**COSA PRODURRE**: Trasforma in un elenco puntato il paragrafo del brano sull'Ungheria che comincia con «L'Ungheria diverge in modo sempre più netto». Conserva i fatti principali.

Era già un paese complicato, per la libertà dei media, variamente soppressi, e per il rispetto dello stato di diritto: una “democrazia illiberale” secondo le parole di anni fa del primo ministro Viktor Orbán, se non proprio sulla strada dell’autocrazia, per non dire delle accuse di uso allegro dei fondi europei.

L’Ungheria diverge in modo sempre più netto dagli altri Stati membri intanto nella politica estera, e su temi caldi. A metà aprile ha impedito la presa di posizione dei 27 sulla legge sulla sicurezza di Hong Kong, il 18 maggio si è smarcata dall’invito adottato dagli altri Stati membri per il cessate il fuoco tra israeliani e palestinesi. Il 20 maggio, il ministro degli esteri, Peter Szijjarto, ha annunciato che non ratificheranno la pur limitata revisione dell’Accordo di Cotonou con i Paesi africani, del Pacifico e dei Caraibi.

**MATERIALE FORNITO**:

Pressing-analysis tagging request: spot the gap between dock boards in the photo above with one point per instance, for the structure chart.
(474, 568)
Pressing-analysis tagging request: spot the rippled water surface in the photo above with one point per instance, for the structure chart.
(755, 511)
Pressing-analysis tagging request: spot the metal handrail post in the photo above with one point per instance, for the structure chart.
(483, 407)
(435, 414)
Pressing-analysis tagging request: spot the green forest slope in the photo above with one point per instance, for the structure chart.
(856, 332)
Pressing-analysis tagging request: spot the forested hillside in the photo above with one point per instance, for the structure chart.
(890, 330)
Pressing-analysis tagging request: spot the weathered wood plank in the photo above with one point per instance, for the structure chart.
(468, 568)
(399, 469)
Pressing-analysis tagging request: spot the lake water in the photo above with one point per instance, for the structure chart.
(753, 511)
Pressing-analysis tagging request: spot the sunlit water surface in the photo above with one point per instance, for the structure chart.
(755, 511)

==

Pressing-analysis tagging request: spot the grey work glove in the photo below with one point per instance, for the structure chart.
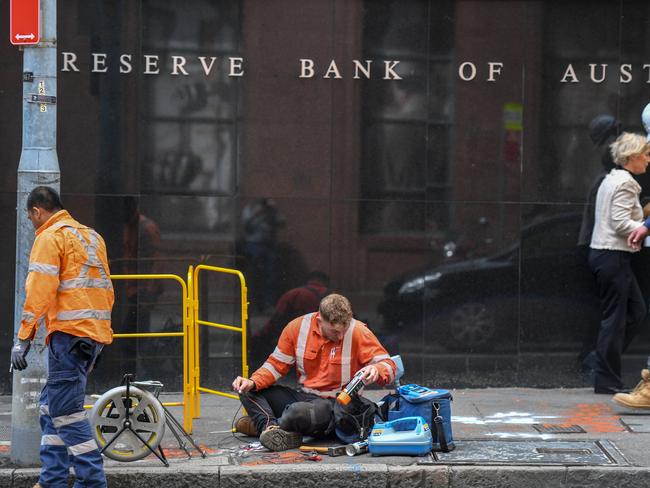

...

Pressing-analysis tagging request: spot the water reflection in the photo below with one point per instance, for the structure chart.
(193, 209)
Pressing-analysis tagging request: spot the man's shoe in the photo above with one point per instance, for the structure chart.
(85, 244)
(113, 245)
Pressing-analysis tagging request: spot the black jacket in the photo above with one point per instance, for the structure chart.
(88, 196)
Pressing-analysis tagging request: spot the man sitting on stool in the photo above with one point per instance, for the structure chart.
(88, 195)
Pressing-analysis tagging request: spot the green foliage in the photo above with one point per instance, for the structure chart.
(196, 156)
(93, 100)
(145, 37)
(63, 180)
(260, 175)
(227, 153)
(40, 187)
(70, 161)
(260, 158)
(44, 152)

**SPAZIO RISPOSTA**:
- Nella politica estera l'Ungheria si allontana sempre più nettamente dagli altri Stati membri, anche su temi caldi.
- A metà aprile ha impedito la presa di posizione dei 27 sulla legge sulla sicurezza di Hong Kong.
- Il 18 maggio si è smarcata dall'invito degli altri Stati membri al cessate il fuoco tra israeliani e palestinesi.
- Il 20 maggio il ministro degli esteri Peter Szijjarto ha annunciato che l'Ungheria non ratificherà la revisione, pur limitata, dell'Accordo di Cotonou con i Paesi africani, del Pacifico e dei Caraibi.